*WHAT IS NEEDED*: Reproduce word for word every line in the entries below, from the line containing "job: outline the car side window" down to the line containing "[[[493,249],[460,311],[477,340],[594,338],[599,261],[586,246]]]", with both of those lines included.

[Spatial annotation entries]
=-=-=

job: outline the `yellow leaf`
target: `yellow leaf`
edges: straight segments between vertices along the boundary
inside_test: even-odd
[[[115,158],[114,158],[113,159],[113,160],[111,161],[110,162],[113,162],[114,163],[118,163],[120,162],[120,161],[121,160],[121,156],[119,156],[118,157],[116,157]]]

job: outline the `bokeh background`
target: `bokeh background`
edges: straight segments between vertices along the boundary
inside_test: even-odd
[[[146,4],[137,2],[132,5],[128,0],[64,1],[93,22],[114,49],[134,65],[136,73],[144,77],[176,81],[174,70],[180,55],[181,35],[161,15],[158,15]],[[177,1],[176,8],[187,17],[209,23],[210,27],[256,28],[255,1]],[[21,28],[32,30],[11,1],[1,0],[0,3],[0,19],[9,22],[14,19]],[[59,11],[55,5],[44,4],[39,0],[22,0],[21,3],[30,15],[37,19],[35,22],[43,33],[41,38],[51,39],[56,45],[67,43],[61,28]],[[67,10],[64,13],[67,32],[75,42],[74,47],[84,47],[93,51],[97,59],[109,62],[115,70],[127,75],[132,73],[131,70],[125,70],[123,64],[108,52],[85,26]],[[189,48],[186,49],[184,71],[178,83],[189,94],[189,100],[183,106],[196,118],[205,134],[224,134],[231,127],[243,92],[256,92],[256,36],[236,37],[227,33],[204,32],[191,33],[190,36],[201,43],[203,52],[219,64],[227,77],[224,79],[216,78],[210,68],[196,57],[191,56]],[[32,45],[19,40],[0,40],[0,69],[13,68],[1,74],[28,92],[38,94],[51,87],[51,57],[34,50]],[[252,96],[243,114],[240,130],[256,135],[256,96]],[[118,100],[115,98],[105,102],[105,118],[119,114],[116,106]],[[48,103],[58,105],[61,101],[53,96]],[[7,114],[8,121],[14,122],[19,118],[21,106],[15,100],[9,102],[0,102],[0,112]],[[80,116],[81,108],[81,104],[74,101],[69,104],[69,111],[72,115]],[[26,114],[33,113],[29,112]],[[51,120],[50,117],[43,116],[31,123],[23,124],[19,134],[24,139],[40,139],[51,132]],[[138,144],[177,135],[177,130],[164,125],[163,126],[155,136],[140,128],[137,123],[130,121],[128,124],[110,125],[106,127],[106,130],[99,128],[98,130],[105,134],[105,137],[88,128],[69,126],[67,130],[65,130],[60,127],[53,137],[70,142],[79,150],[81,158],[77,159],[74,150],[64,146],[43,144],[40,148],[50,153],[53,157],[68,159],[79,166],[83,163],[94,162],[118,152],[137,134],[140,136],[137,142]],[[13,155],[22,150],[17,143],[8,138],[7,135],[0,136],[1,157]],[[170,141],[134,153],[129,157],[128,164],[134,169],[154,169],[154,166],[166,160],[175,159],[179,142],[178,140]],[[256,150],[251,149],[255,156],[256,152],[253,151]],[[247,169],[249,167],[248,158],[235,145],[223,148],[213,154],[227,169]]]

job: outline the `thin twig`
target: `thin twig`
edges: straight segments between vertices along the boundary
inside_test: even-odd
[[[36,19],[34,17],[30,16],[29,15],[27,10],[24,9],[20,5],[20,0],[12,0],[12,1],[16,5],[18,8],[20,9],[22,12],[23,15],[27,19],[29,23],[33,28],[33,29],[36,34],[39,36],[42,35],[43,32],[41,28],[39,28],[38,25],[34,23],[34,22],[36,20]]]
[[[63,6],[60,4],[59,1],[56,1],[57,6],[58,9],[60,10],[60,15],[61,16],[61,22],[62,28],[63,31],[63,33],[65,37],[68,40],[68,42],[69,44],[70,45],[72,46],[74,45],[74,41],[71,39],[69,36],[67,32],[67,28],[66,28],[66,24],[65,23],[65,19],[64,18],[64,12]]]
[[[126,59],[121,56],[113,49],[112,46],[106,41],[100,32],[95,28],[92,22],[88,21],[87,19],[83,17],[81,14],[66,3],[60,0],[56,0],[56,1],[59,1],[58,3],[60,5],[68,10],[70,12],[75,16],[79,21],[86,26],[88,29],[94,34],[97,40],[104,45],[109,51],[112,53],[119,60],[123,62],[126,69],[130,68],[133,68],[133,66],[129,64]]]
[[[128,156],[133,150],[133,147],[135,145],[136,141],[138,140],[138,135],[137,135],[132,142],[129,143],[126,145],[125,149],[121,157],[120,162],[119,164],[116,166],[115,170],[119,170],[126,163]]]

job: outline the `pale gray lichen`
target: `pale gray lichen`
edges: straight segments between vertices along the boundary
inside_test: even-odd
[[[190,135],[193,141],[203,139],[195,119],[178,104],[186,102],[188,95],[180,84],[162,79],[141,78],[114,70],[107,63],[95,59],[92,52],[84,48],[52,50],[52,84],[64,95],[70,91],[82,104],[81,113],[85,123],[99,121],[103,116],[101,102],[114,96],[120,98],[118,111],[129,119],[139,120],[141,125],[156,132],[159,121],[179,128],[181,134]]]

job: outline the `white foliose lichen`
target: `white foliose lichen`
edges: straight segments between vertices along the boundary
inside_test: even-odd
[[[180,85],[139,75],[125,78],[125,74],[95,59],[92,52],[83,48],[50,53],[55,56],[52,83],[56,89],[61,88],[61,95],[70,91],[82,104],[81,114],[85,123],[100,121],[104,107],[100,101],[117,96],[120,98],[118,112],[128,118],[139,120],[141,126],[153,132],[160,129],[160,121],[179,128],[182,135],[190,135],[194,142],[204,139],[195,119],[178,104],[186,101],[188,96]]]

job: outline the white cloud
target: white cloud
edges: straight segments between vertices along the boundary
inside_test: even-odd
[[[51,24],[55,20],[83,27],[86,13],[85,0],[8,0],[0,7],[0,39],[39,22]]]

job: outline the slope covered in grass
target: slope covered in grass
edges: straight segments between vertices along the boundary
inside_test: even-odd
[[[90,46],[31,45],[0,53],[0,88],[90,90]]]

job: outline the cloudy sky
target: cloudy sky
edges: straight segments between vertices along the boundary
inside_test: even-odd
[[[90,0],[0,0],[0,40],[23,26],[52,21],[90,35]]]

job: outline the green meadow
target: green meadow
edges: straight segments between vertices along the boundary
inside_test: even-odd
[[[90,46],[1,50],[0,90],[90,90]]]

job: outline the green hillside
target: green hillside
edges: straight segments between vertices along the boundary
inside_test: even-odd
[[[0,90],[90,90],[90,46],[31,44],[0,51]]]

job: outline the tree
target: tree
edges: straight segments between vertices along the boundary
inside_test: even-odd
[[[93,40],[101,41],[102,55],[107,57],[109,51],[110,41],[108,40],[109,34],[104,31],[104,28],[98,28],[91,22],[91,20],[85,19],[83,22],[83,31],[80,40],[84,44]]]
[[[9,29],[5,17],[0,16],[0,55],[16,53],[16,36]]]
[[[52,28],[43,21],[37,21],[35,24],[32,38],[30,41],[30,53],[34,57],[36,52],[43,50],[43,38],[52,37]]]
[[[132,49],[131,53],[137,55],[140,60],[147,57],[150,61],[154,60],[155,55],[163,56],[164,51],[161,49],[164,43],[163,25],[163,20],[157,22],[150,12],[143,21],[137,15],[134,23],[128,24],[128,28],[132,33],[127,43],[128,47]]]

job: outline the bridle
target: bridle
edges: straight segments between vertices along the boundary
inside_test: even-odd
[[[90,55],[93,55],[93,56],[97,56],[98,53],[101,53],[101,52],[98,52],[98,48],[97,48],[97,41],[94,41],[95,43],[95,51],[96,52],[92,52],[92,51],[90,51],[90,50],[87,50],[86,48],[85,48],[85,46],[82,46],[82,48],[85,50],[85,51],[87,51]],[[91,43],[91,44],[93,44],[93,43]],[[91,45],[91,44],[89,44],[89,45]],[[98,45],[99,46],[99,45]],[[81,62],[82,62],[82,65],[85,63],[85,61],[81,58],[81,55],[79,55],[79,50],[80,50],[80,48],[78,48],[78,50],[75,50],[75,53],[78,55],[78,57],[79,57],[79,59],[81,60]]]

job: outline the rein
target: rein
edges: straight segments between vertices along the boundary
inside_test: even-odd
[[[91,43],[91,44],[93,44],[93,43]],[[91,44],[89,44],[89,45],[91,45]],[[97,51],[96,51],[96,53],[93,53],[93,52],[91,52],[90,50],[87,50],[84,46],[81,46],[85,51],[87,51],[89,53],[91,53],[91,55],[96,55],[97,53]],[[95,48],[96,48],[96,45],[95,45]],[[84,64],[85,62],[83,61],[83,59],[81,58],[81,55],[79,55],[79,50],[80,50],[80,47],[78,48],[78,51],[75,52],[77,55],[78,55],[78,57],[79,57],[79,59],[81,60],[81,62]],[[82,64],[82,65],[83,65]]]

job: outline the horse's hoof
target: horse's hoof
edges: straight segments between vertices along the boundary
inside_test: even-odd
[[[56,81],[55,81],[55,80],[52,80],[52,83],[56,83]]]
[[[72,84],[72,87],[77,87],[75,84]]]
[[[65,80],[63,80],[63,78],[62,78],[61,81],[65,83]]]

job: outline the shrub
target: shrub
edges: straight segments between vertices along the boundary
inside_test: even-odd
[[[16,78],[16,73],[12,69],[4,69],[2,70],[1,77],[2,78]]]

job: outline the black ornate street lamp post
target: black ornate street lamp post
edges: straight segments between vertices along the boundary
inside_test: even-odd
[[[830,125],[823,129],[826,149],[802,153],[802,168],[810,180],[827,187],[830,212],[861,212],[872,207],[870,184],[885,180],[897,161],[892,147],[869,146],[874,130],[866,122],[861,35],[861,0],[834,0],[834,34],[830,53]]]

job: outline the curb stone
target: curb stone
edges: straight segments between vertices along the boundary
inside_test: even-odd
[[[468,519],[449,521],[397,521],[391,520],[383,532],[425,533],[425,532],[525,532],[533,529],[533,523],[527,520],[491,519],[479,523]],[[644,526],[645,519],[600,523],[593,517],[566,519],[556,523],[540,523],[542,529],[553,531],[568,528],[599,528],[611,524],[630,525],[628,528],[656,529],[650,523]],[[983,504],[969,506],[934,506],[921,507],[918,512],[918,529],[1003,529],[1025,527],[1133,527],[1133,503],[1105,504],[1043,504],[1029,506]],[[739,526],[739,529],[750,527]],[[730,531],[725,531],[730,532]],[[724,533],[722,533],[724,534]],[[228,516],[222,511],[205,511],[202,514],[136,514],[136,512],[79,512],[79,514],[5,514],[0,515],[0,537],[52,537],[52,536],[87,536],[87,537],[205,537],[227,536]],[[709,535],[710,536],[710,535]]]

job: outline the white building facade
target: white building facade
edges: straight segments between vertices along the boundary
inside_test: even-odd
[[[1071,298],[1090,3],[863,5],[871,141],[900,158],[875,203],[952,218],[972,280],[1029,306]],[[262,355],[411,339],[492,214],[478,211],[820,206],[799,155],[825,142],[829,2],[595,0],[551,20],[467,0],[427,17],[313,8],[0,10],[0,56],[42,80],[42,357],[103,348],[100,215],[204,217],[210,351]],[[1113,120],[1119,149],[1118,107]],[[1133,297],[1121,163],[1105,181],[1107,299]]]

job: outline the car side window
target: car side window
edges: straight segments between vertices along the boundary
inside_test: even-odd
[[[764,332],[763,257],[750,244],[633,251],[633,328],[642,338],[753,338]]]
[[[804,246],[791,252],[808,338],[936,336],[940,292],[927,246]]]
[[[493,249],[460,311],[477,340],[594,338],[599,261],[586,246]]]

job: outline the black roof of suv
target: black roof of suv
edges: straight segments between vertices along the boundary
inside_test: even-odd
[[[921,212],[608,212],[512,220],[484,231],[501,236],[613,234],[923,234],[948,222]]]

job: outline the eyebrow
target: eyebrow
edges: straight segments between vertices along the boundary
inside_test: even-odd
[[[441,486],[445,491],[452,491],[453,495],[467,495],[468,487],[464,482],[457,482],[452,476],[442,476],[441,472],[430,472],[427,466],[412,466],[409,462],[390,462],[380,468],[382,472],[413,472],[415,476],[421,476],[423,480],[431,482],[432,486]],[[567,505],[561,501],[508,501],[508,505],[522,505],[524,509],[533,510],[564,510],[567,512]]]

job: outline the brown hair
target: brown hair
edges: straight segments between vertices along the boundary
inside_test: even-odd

=-=-=

*THE REPLY*:
job: outline the car side window
target: car side window
edges: straight segments between vertices along the boundary
inside_test: even-odd
[[[764,332],[763,257],[750,244],[633,251],[633,328],[642,338],[753,338]]]
[[[804,246],[791,252],[808,338],[936,336],[940,292],[927,246]]]
[[[493,249],[460,311],[477,340],[594,338],[599,261],[586,246]]]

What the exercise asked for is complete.